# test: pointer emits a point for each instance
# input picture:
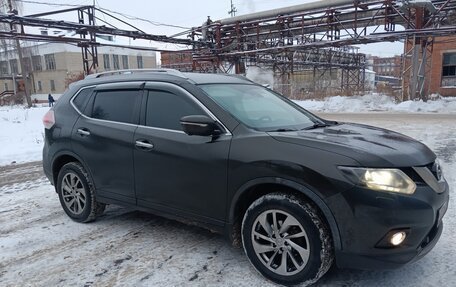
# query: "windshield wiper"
(283, 130)
(317, 125)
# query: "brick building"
(443, 67)
(387, 66)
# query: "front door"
(175, 172)
(104, 139)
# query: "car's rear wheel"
(286, 239)
(76, 193)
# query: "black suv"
(297, 191)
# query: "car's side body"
(212, 181)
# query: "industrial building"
(51, 66)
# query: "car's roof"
(200, 78)
(194, 78)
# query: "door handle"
(83, 132)
(144, 144)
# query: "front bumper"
(364, 217)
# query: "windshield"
(259, 108)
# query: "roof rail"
(135, 71)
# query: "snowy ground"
(22, 132)
(379, 102)
(41, 246)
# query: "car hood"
(370, 146)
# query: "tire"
(77, 194)
(303, 250)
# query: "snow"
(22, 134)
(379, 102)
(41, 246)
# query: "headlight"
(391, 180)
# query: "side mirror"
(199, 125)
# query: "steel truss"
(290, 40)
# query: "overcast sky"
(184, 13)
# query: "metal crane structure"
(318, 37)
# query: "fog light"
(398, 238)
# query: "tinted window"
(258, 107)
(164, 110)
(81, 99)
(116, 106)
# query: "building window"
(13, 66)
(449, 70)
(49, 59)
(27, 65)
(4, 67)
(106, 62)
(36, 63)
(125, 61)
(139, 60)
(115, 62)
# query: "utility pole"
(233, 10)
(21, 61)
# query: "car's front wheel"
(286, 239)
(76, 193)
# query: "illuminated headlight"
(398, 238)
(391, 180)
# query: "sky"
(183, 13)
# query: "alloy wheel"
(280, 242)
(73, 193)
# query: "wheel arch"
(63, 158)
(256, 188)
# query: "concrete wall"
(441, 45)
(68, 62)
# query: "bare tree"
(12, 48)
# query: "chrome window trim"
(188, 94)
(193, 99)
(90, 118)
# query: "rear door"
(175, 172)
(103, 138)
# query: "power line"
(129, 17)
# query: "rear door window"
(165, 109)
(117, 105)
(82, 98)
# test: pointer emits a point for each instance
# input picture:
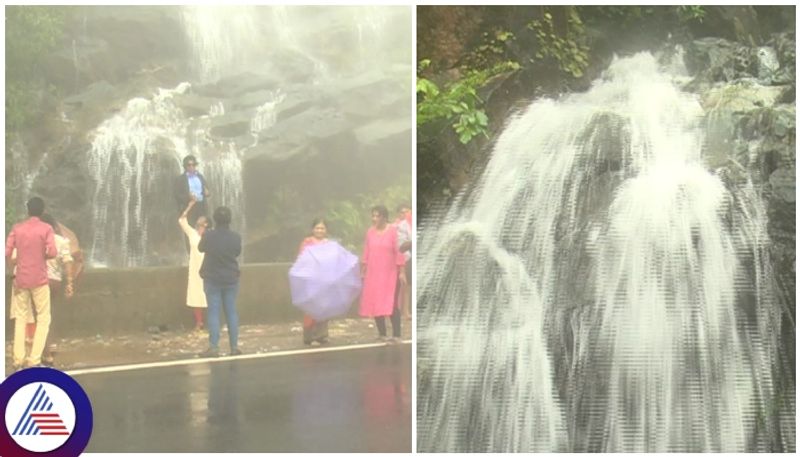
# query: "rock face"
(301, 125)
(742, 62)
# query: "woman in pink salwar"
(381, 267)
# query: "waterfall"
(134, 159)
(221, 38)
(127, 167)
(599, 289)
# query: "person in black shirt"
(220, 273)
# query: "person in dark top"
(191, 182)
(220, 273)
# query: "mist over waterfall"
(601, 288)
(267, 99)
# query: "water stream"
(600, 289)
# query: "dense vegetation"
(472, 50)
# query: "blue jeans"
(218, 296)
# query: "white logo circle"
(40, 417)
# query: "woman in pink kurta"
(381, 267)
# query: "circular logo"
(46, 412)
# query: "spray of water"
(594, 291)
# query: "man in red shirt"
(35, 243)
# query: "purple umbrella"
(325, 280)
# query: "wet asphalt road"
(347, 401)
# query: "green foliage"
(31, 32)
(492, 50)
(688, 13)
(349, 219)
(458, 102)
(569, 51)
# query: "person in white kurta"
(195, 296)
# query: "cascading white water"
(122, 162)
(594, 292)
(134, 159)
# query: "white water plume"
(593, 291)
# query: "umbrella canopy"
(325, 280)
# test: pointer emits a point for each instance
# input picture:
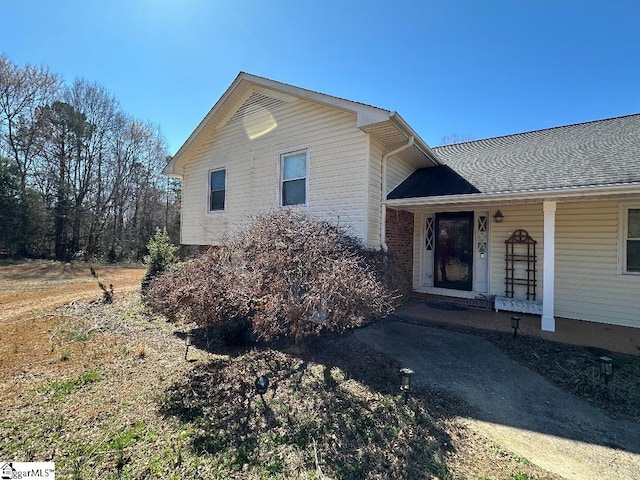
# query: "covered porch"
(575, 332)
(484, 254)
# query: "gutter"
(530, 195)
(383, 210)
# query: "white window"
(631, 239)
(293, 168)
(217, 189)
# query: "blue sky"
(476, 68)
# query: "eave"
(585, 193)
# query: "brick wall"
(399, 235)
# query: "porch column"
(548, 268)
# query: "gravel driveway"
(515, 406)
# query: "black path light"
(262, 385)
(606, 368)
(515, 324)
(405, 382)
(188, 341)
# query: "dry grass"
(106, 393)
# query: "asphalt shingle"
(599, 153)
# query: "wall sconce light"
(405, 382)
(188, 341)
(515, 324)
(606, 368)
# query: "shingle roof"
(599, 153)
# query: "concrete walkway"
(516, 407)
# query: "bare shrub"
(286, 273)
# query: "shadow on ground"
(526, 410)
(338, 407)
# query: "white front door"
(480, 253)
(481, 257)
(428, 248)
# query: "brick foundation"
(480, 303)
(399, 239)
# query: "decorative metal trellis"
(520, 268)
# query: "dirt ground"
(82, 383)
(29, 295)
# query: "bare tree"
(24, 92)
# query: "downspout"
(383, 210)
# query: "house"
(546, 222)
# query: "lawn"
(105, 392)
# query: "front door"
(453, 265)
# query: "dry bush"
(287, 274)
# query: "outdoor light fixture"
(188, 341)
(515, 324)
(606, 368)
(405, 382)
(262, 384)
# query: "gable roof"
(440, 180)
(598, 154)
(248, 93)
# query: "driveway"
(516, 407)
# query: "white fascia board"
(420, 143)
(566, 193)
(362, 110)
(365, 112)
(170, 167)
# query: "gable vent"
(257, 102)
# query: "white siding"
(337, 165)
(587, 283)
(525, 217)
(376, 152)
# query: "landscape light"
(405, 382)
(515, 324)
(262, 384)
(188, 341)
(606, 368)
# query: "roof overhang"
(386, 126)
(582, 193)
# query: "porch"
(575, 332)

# [WRITTEN TASK]
Each entry shown above must be quoted exactly, with its pictures left out.

# [COMPLETED EXERCISE]
# test: pointer emits a point for each instance
# input picture:
# query: "windshield wiper"
(283, 130)
(317, 125)
# query: "brick building"
(443, 67)
(387, 66)
# query: "front door"
(175, 172)
(104, 139)
# query: "car's rear wheel"
(286, 239)
(76, 193)
# query: "black suv"
(297, 191)
# query: "car's side body"
(212, 181)
# query: "industrial building"
(51, 66)
# query: "car's roof"
(200, 78)
(194, 78)
# query: "door handle"
(83, 132)
(144, 144)
# query: "front bumper"
(364, 217)
# query: "windshield"
(259, 108)
# query: "roof rail"
(135, 71)
# query: "snowy ground"
(22, 132)
(379, 102)
(41, 246)
# query: "car hood"
(370, 146)
# query: "tire"
(77, 194)
(303, 250)
# query: "snow"
(22, 134)
(379, 102)
(41, 246)
# query: "headlight"
(391, 180)
# query: "side mirror"
(199, 125)
# query: "steel truss"
(290, 40)
# query: "overcast sky"
(184, 13)
# query: "metal crane structure"
(318, 37)
# query: "fog light"
(398, 238)
# query: "tinted window"
(258, 107)
(164, 110)
(81, 99)
(116, 106)
# query: "building window"
(13, 66)
(449, 70)
(49, 59)
(27, 65)
(4, 67)
(106, 62)
(36, 63)
(125, 61)
(139, 60)
(115, 62)
# query: "utility pole"
(233, 10)
(21, 61)
# query: "car's front wheel"
(286, 239)
(76, 193)
# query: "illuminated headlight"
(398, 238)
(391, 180)
# query: "sky"
(183, 13)
# query: "alloy wheel"
(280, 242)
(73, 193)
# query: "wheel arch"
(63, 158)
(256, 188)
# query: "concrete wall"
(441, 45)
(68, 62)
# query: "bare tree"
(12, 48)
# query: "chrome window trim"
(188, 94)
(193, 99)
(90, 118)
# query: "rear door"
(175, 172)
(103, 138)
# query: "power line"
(129, 17)
# query: "rear door window"
(165, 109)
(117, 105)
(82, 98)
# test: pointer emits a point for each instance
# input picture:
# query: "rock face"
(301, 125)
(742, 62)
# query: "woman in pink salwar"
(381, 267)
# query: "waterfall"
(134, 159)
(221, 38)
(127, 167)
(599, 289)
# query: "person in black shirt"
(220, 273)
# query: "person in dark top"
(191, 182)
(220, 273)
# query: "mist over waterfall"
(601, 288)
(267, 99)
# query: "water stream"
(600, 289)
# query: "dense vegetation"
(472, 50)
# query: "blue jeans"
(218, 296)
# query: "white logo circle"
(40, 417)
# query: "woman in pink kurta"
(381, 267)
# query: "circular logo"
(46, 412)
# query: "spray of water"
(594, 291)
# query: "man in red shirt"
(35, 243)
# query: "purple umbrella"
(325, 280)
# query: "wet asphalt road"
(347, 401)
# query: "green foliage"
(31, 32)
(492, 50)
(688, 13)
(349, 219)
(458, 102)
(569, 51)
# query: "person in white kurta"
(195, 296)
# query: "cascading white water"
(122, 162)
(594, 292)
(134, 159)
# query: "white water plume"
(593, 291)
# query: "umbrella canopy"
(325, 280)
# test: pointer emits a point for each instance
# input picture:
# query: "covered porch"
(575, 332)
(484, 254)
# query: "gutter"
(530, 195)
(383, 210)
# query: "white window"
(631, 239)
(293, 168)
(217, 189)
# query: "blue sky"
(476, 68)
# query: "eave"
(585, 193)
# query: "brick wall"
(399, 235)
# query: "porch column"
(548, 268)
# query: "gravel driveway"
(515, 406)
# query: "black path light"
(262, 385)
(606, 368)
(515, 324)
(405, 382)
(188, 341)
# query: "dry grass"
(106, 393)
# query: "asphalt shingle"
(599, 153)
# query: "wall sconce light"
(405, 382)
(188, 341)
(515, 324)
(606, 368)
# query: "shingle roof"
(599, 153)
# query: "concrete walkway"
(516, 407)
# query: "bare shrub"
(286, 273)
# query: "shadow on ground"
(526, 410)
(338, 407)
# query: "white front door"
(480, 253)
(481, 257)
(428, 248)
# query: "brick foundation"
(480, 303)
(399, 239)
# query: "decorative metal trellis"
(520, 268)
# query: "dirt ground"
(82, 383)
(29, 295)
# query: "bare tree"
(24, 92)
# query: "downspout"
(383, 210)
# query: "house"
(546, 222)
# query: "lawn"
(105, 392)
# query: "front door"
(453, 265)
# query: "dry bush"
(287, 274)
# query: "outdoor light fixture"
(188, 341)
(515, 324)
(606, 368)
(405, 382)
(262, 384)
# query: "gable roof"
(440, 180)
(598, 154)
(248, 93)
# query: "driveway"
(516, 407)
# query: "white fascia board"
(420, 143)
(566, 193)
(362, 110)
(365, 112)
(170, 167)
# query: "gable vent"
(257, 102)
# query: "white siding"
(337, 165)
(587, 283)
(525, 217)
(376, 152)
# query: "landscape light"
(405, 382)
(515, 324)
(262, 384)
(188, 341)
(606, 368)
# query: "roof overhang"
(386, 126)
(582, 193)
# query: "porch"
(575, 332)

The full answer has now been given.